Exercise materials.
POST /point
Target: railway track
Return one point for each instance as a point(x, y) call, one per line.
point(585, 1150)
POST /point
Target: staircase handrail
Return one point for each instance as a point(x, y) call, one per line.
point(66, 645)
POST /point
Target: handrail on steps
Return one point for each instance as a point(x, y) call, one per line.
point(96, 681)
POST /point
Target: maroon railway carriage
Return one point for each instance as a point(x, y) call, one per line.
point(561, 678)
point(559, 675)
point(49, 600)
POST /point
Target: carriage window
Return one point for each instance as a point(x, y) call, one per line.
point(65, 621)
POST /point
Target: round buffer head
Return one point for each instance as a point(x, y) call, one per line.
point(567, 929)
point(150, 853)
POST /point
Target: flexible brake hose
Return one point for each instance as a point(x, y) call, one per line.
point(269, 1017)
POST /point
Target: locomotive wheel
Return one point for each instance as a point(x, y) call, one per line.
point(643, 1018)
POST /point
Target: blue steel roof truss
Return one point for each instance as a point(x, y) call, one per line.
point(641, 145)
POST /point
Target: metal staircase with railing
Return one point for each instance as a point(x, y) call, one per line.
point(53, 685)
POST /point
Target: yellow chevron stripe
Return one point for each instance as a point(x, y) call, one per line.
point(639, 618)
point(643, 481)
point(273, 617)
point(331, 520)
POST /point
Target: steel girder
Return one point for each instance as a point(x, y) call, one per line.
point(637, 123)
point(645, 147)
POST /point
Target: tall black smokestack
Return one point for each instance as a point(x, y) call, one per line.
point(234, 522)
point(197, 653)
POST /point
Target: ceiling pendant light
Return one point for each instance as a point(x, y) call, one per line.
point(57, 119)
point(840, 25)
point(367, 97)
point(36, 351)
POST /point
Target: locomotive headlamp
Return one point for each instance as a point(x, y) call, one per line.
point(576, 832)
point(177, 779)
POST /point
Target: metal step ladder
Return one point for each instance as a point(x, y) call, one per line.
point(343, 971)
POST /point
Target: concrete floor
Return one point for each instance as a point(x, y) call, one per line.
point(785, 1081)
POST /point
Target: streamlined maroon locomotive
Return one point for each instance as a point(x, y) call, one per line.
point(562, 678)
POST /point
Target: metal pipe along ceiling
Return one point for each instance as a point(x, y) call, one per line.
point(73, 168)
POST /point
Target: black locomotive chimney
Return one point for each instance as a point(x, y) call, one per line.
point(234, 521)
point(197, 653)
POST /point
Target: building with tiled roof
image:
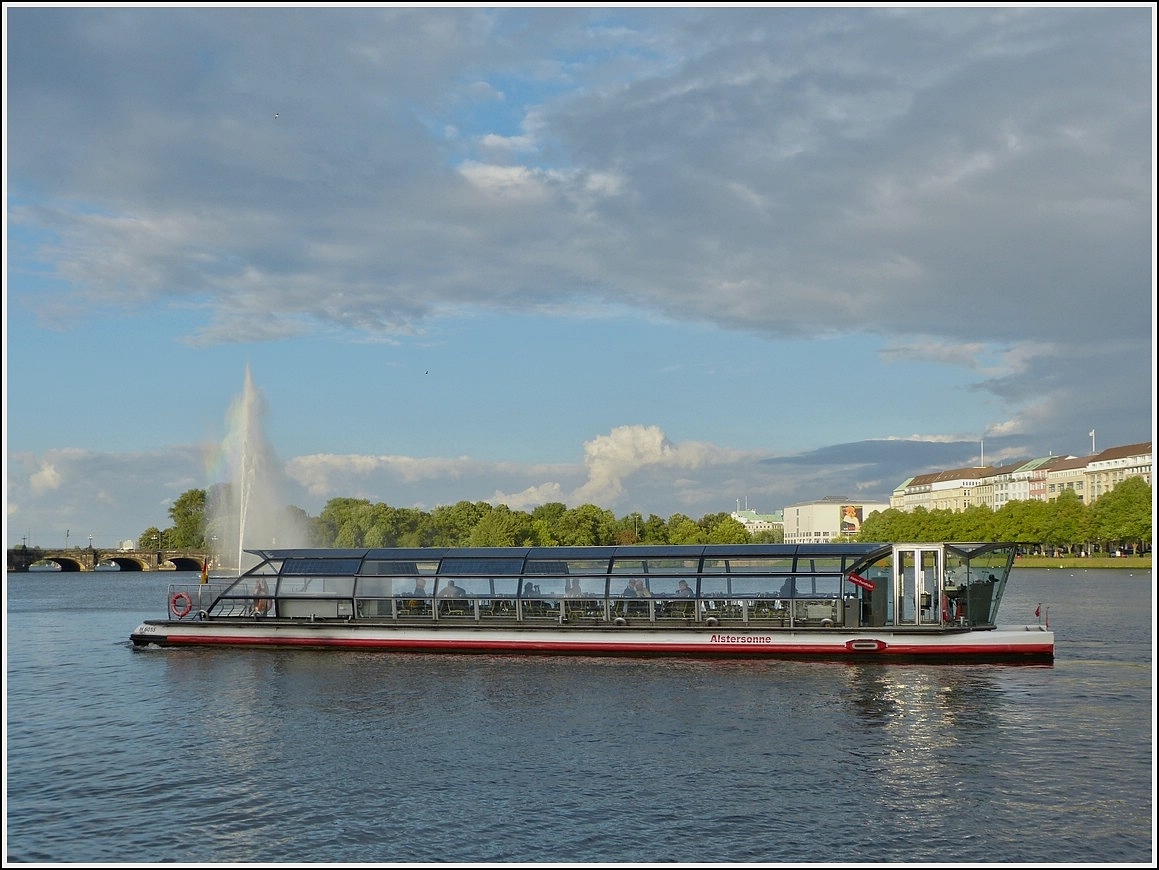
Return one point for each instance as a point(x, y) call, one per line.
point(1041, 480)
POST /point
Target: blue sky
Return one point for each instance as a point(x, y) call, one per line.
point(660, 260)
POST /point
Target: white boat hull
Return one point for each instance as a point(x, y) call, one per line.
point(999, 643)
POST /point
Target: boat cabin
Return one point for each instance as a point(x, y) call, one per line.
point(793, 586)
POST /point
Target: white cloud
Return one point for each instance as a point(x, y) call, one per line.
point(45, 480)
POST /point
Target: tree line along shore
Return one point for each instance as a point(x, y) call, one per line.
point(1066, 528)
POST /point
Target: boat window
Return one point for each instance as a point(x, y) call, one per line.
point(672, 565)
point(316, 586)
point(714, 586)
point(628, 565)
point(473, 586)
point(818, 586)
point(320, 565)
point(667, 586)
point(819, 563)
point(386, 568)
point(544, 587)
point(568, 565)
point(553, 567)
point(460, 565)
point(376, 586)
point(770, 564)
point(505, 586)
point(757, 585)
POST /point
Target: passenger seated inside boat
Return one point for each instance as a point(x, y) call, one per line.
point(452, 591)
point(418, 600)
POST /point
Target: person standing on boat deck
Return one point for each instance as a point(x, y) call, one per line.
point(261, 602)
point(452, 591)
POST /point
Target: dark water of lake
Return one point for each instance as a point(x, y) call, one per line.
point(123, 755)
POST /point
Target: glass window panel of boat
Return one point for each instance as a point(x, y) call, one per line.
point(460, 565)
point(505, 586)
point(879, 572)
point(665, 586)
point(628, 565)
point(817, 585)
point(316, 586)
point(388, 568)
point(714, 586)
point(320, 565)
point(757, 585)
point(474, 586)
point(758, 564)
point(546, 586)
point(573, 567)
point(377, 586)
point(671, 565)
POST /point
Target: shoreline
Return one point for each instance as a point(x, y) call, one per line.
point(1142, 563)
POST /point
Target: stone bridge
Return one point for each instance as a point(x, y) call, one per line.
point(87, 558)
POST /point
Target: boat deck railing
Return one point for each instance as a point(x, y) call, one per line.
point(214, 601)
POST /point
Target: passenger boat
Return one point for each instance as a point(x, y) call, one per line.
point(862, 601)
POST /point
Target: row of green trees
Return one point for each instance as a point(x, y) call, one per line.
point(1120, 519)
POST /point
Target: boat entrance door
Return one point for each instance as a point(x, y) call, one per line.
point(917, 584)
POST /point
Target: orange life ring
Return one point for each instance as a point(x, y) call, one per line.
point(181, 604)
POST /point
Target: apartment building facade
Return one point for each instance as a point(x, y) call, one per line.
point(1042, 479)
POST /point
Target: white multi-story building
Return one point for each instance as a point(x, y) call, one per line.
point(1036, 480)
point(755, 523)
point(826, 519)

--

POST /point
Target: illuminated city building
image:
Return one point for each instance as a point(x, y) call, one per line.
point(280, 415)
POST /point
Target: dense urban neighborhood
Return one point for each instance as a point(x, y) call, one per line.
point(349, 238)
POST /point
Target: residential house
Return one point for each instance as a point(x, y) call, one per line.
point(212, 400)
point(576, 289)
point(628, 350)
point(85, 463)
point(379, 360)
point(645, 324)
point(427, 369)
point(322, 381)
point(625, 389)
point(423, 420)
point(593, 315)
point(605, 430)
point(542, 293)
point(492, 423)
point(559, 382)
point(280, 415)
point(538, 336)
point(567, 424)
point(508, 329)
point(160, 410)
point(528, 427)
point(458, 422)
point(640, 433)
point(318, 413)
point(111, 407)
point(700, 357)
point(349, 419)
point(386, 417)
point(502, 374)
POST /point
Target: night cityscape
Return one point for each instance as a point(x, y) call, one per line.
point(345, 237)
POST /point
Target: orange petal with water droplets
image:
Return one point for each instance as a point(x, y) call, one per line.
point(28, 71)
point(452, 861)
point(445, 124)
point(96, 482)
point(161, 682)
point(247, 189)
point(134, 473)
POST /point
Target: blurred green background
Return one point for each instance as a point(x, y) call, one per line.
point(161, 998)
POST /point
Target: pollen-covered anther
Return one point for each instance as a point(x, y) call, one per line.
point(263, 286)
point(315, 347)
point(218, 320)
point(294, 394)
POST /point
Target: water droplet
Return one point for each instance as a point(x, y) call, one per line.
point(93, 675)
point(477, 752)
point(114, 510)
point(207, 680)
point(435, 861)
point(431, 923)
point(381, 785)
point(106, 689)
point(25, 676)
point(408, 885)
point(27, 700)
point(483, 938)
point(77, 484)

--

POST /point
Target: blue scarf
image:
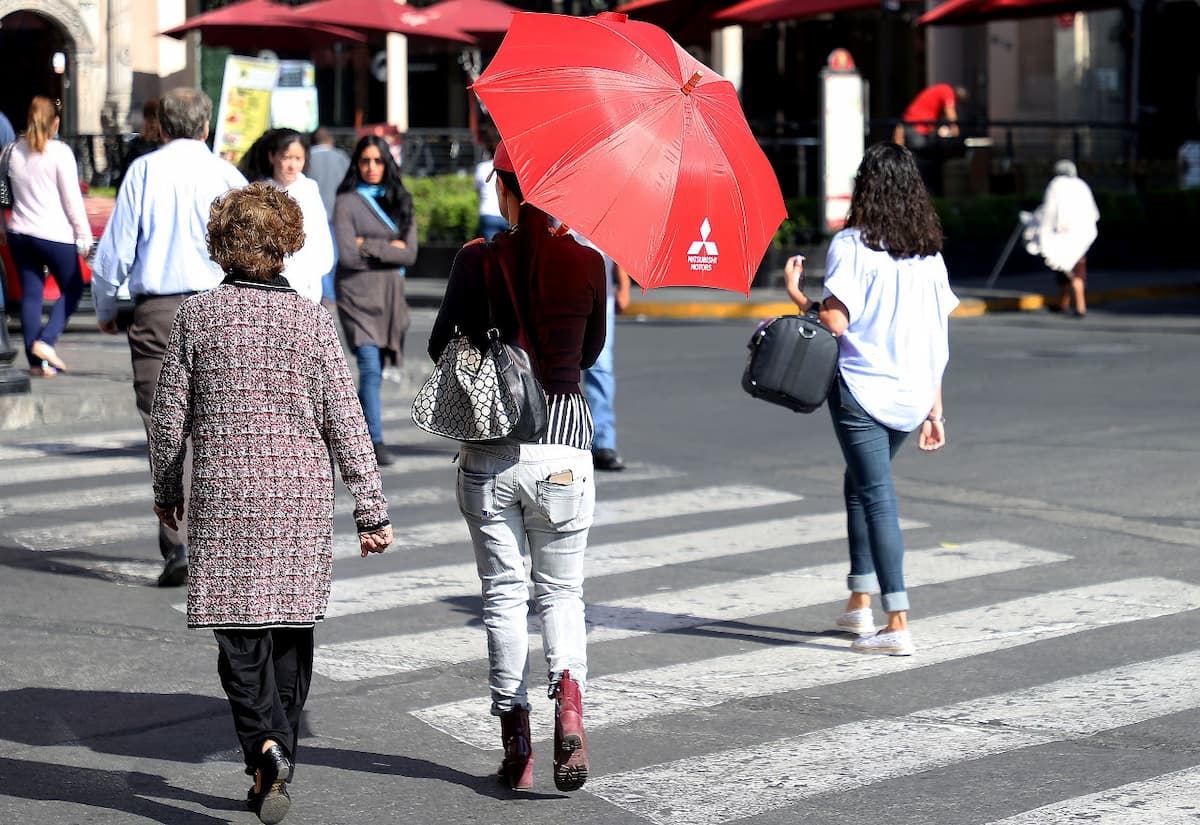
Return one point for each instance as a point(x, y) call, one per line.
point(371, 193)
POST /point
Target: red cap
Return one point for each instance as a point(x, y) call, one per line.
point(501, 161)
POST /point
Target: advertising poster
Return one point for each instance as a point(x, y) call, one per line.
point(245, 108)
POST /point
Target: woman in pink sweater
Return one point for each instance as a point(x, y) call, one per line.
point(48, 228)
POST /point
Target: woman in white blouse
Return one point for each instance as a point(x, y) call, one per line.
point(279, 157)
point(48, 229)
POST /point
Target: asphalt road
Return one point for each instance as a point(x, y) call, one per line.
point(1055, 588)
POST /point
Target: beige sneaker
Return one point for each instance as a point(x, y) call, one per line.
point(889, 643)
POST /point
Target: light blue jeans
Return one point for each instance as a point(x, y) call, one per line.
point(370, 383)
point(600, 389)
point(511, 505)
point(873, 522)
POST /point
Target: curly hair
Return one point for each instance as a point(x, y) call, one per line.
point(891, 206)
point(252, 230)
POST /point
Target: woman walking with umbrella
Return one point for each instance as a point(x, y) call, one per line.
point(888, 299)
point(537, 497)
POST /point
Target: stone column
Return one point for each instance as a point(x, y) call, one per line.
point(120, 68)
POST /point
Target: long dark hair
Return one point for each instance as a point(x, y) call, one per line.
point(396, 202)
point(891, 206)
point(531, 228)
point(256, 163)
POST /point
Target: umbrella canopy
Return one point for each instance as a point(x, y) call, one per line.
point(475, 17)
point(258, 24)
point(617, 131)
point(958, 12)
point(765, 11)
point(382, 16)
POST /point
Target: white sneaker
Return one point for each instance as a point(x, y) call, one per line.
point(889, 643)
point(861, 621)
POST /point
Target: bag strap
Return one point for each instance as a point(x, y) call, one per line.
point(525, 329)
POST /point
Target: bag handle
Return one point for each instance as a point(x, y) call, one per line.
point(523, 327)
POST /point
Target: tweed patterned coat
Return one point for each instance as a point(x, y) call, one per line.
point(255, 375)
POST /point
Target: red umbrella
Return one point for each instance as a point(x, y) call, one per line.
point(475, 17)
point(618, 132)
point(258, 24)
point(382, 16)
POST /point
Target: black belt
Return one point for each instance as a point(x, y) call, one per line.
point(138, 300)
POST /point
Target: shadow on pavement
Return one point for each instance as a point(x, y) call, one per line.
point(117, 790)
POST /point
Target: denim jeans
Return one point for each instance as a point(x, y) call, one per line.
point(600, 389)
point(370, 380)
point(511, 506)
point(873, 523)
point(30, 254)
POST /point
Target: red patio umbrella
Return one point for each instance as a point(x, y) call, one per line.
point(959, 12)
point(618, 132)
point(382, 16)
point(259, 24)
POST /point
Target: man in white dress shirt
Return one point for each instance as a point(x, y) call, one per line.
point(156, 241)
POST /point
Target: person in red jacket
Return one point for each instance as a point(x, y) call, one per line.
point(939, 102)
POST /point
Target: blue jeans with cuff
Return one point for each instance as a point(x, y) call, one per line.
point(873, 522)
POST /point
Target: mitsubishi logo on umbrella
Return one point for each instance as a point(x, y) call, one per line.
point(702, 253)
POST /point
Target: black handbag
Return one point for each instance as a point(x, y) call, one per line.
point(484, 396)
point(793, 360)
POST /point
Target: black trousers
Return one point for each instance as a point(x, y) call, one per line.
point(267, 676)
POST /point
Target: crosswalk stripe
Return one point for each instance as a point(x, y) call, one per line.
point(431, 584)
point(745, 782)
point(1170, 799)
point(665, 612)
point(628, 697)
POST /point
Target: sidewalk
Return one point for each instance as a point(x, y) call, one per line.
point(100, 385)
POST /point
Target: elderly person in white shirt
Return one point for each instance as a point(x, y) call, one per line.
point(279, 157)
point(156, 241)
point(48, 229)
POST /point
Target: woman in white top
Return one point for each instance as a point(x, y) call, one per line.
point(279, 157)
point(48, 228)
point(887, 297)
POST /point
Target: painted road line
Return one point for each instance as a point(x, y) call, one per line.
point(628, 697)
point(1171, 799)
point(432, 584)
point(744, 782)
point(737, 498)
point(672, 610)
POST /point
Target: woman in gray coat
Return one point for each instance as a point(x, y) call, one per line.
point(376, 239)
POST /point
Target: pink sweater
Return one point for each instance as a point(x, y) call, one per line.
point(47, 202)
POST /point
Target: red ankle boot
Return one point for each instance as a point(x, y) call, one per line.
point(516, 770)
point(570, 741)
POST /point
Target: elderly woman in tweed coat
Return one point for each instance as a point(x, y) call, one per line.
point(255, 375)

Goal. Copy out every line in the entries above that contains the word "orange", matching its case exactly.

Result.
Target: orange life ring
Target: orange petal with water droplets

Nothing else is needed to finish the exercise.